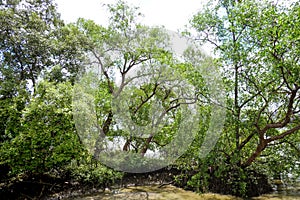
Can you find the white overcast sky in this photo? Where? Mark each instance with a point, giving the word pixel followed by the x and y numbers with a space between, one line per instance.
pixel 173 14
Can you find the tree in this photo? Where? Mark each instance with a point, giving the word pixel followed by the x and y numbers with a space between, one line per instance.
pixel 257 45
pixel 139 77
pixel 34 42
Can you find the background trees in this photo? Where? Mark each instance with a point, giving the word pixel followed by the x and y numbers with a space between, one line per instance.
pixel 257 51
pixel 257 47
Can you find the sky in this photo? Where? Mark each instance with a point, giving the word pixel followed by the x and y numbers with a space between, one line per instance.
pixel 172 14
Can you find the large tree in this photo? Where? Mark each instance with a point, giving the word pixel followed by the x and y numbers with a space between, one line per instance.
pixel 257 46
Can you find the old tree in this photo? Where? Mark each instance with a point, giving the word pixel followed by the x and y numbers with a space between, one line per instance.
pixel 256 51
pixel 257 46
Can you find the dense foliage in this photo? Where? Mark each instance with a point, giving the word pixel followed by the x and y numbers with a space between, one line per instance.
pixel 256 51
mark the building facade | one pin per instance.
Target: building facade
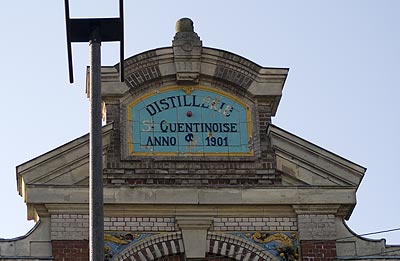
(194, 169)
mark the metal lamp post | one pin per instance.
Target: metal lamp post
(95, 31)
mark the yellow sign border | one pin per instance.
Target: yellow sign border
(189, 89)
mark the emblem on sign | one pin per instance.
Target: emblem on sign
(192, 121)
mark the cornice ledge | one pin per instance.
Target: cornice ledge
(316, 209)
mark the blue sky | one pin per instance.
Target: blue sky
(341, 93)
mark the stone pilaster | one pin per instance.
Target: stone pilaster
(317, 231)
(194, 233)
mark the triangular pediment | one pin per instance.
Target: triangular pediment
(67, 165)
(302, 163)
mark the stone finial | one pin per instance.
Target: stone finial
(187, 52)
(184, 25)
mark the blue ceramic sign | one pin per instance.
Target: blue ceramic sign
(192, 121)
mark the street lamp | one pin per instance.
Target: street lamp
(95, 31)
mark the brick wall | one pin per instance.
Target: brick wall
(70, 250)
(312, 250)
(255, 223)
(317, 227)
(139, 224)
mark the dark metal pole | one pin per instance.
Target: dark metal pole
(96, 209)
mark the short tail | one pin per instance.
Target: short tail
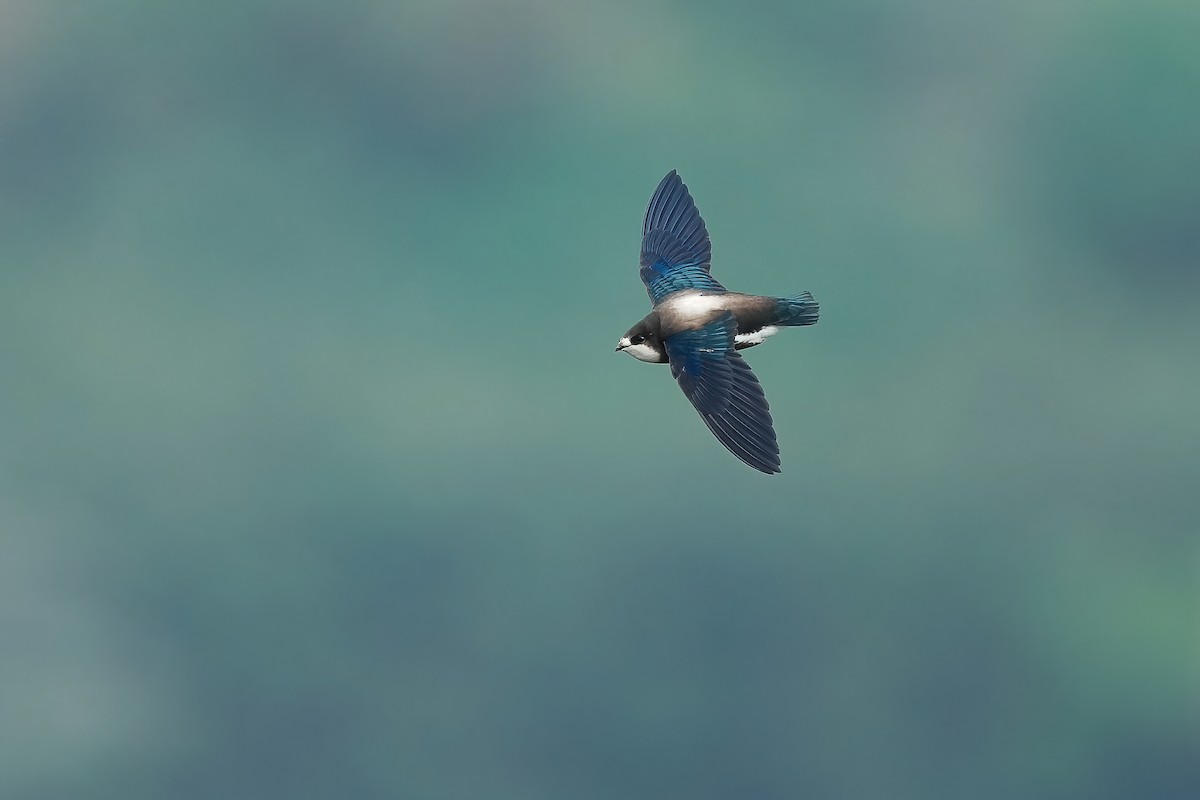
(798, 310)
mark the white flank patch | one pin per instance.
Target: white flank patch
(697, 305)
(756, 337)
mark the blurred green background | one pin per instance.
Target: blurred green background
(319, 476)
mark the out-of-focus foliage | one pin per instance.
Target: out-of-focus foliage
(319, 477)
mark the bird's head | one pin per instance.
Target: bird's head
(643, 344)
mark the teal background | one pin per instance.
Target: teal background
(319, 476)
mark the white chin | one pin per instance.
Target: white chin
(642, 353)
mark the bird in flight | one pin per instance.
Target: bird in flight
......
Task description - Could you copy all of the data above word for word, keeping every line but leaving out the pictures?

Written answer -
Can you find the white overcast sky in this photo? Where? Mark each instance with a point, giving the word pixel followed by the x and y numbers with a space between, one line per instance.
pixel 173 14
Can you find the tree in this photo? Where? Mark each instance with a point, giving the word pixel followed by the x and y numbers with a space between, one line per instance.
pixel 257 45
pixel 139 77
pixel 34 42
Can you find the background trees in this photo? Where? Mark each instance with a point, giving the word pixel followed by the x and y numbers with a space between, one line per instance.
pixel 257 51
pixel 257 47
Can you find the sky in this photo? Where? Mark each instance with a point, giving the word pixel followed by the x and y numbers with a space between, one line per instance.
pixel 172 14
Can you find the large tree in this photo? Where? Mark each instance with a point, giving the word pixel followed by the x and y numbers with a space between, one line per instance.
pixel 257 46
Can you find the old tree in this photo? Where? Mark each instance with a point, giving the word pixel followed by the x and y numbers with a space between, one line per instance.
pixel 256 51
pixel 257 46
Can you find the dense foliage in this photo? Where? Mark each instance with a point, giving the word pixel followed by the x and y numbers with a space between, one line per instance.
pixel 256 51
mark the building facade | one pin per instance.
Target: building facade
(194, 169)
mark the metal lamp post | one pin per instance.
Target: metal lamp post
(95, 31)
mark the yellow sign border | one pin per instance.
Target: yellow sign border
(189, 89)
mark the emblem on sign | one pin per instance.
Target: emblem on sign
(192, 121)
mark the cornice ledge | one pin per instance.
Target: cornice ledge
(316, 209)
mark the blue sky | one pin per instance.
Target: blue sky
(341, 93)
mark the stone pilaster | one pin per instance.
Target: stone pilaster
(317, 231)
(194, 233)
mark the triangular pediment | one pin per instance.
Target: triangular pediment
(67, 165)
(302, 163)
mark the stone finial | one pin per instance.
Target: stone finial
(187, 52)
(184, 25)
mark the blue ceramic sign | one pin per instance.
Target: blue ceramic sign
(192, 121)
mark the street lamp | one pin per instance.
Target: street lamp
(95, 31)
mark the brick wall | one pin per instance.
Target: brick wall
(70, 250)
(312, 250)
(255, 223)
(317, 227)
(139, 224)
mark the dark metal pole | one pin per instance.
Target: dark metal pole
(96, 209)
mark the short tail | one pin per instance.
Target: short tail
(798, 310)
mark the white flank patch | one pin per instance.
Target: white flank patch
(697, 305)
(756, 337)
mark the blurred green background | one pin per instance.
Target: blurred green background
(319, 476)
mark the out-of-focus foliage | one pin per instance.
Target: out-of-focus foliage
(319, 477)
mark the bird's head | one pin per instance.
Target: bird's head
(643, 344)
mark the teal background | one pin per instance.
Target: teal background
(319, 476)
mark the white chin | one pin per instance.
Target: white chin
(642, 353)
mark the bird in flight | one pin per instance.
Target: bird in flight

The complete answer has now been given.